TASK DIRECTIONS: Recast the lines of the listing from the line containing "[mask] orange flame -> every instance" through the end of the listing as a numbered list, omitting any blank lines.

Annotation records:
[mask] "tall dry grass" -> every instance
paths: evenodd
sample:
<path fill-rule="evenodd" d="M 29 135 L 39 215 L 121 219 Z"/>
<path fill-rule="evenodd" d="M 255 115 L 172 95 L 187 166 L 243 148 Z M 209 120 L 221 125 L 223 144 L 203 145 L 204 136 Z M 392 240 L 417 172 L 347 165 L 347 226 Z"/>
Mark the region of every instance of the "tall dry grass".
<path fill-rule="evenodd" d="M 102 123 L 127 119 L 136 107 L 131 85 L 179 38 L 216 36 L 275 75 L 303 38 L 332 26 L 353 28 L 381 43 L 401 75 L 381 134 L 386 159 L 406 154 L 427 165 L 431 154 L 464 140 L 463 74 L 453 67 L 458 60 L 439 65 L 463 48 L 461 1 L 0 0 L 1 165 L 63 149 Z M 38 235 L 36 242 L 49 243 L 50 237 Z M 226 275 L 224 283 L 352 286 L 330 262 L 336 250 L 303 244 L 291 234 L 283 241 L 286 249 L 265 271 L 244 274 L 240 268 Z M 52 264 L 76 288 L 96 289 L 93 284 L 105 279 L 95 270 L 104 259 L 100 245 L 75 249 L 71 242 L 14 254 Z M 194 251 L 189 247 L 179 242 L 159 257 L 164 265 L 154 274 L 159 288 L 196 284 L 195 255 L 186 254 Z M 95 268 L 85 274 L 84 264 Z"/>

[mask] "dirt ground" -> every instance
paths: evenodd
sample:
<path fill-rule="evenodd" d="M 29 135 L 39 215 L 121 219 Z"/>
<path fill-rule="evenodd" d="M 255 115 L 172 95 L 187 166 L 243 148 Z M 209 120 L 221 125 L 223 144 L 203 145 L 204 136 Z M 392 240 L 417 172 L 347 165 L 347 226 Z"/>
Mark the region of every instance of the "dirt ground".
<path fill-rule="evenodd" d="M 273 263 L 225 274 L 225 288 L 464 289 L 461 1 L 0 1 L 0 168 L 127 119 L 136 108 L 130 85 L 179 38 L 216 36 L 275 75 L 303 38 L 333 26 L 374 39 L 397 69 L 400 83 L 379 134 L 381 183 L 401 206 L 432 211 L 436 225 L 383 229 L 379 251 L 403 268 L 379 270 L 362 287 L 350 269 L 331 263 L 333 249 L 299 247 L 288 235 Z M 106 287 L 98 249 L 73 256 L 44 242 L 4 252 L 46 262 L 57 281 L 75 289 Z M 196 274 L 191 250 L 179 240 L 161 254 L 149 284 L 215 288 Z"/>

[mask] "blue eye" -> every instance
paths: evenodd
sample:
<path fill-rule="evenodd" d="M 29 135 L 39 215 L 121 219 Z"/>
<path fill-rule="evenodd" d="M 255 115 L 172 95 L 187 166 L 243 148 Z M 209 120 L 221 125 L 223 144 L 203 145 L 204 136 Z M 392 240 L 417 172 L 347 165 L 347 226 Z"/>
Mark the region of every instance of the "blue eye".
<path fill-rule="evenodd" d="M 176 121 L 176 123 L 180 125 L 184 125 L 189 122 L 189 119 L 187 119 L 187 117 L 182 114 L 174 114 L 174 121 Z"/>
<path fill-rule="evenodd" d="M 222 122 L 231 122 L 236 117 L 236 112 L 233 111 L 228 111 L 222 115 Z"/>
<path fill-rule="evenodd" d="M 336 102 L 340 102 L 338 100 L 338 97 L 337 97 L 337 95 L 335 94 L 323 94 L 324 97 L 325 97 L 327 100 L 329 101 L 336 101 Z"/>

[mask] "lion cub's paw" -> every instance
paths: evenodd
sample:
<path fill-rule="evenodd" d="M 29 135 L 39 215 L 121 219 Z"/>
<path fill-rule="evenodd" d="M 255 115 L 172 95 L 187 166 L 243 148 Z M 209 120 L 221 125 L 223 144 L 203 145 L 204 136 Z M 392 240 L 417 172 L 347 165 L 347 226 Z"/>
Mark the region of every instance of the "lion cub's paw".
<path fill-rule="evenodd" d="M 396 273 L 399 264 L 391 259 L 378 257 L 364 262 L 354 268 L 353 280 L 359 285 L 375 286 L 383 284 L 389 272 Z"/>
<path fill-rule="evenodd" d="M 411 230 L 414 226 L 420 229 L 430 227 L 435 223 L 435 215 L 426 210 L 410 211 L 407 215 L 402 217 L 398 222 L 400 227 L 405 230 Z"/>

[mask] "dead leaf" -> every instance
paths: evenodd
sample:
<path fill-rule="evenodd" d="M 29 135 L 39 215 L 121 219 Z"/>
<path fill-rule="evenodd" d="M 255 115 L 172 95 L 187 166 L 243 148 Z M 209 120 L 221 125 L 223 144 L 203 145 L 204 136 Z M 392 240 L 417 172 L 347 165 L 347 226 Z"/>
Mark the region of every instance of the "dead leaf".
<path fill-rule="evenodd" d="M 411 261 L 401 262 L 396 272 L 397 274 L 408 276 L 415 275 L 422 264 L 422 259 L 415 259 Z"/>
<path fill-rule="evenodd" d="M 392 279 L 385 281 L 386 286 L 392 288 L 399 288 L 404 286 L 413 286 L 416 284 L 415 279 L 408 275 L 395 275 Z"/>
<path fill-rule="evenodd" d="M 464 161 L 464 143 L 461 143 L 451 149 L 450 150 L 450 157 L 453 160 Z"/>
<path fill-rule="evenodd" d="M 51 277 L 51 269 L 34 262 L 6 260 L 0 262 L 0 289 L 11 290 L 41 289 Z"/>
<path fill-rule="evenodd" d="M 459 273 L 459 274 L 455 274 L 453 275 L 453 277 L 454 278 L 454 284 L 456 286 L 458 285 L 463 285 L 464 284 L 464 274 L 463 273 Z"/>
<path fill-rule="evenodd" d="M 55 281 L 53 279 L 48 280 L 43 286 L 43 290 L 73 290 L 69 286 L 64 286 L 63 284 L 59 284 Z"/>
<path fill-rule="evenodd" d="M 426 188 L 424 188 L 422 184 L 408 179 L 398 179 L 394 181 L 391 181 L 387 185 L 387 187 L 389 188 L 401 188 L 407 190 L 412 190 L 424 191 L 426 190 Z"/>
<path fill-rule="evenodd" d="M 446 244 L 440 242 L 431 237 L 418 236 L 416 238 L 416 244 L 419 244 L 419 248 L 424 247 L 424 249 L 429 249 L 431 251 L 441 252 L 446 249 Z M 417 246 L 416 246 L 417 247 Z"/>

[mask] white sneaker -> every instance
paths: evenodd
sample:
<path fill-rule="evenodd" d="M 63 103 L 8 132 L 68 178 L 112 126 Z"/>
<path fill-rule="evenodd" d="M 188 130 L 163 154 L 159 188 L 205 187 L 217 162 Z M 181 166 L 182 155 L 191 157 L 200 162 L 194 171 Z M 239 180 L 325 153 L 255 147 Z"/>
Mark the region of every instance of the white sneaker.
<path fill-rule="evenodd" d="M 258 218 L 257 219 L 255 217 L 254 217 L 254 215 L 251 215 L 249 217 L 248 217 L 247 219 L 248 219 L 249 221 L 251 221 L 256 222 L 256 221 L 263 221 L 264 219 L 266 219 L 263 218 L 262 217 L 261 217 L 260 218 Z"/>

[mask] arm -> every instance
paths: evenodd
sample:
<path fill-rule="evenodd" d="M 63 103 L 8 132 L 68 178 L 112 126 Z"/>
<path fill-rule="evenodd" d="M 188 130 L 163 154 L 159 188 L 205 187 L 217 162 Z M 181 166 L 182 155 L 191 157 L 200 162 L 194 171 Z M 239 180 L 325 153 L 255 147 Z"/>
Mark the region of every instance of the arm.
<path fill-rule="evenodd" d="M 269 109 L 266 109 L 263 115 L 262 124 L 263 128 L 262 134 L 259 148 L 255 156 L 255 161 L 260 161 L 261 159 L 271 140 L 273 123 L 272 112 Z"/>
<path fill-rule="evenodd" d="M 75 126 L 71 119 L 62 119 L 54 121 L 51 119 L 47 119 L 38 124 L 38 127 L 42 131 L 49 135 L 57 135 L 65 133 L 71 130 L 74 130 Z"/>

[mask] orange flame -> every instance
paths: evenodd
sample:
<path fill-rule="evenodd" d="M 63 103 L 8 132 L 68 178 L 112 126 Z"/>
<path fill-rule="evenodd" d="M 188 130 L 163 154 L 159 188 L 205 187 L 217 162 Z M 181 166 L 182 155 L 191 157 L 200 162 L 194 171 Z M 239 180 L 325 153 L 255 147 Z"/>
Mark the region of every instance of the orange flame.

EXPECTED ANSWER:
1. [mask] orange flame -> every instance
2. paths: evenodd
3. sample:
4. <path fill-rule="evenodd" d="M 63 103 L 8 132 L 68 178 L 112 126 Z"/>
5. <path fill-rule="evenodd" d="M 188 130 L 163 154 L 159 188 L 205 187 L 217 162 Z M 181 166 L 182 155 L 191 157 L 200 162 L 194 171 Z M 239 180 L 325 153 L 255 147 Z"/>
6. Mark the region of every instance of the orange flame.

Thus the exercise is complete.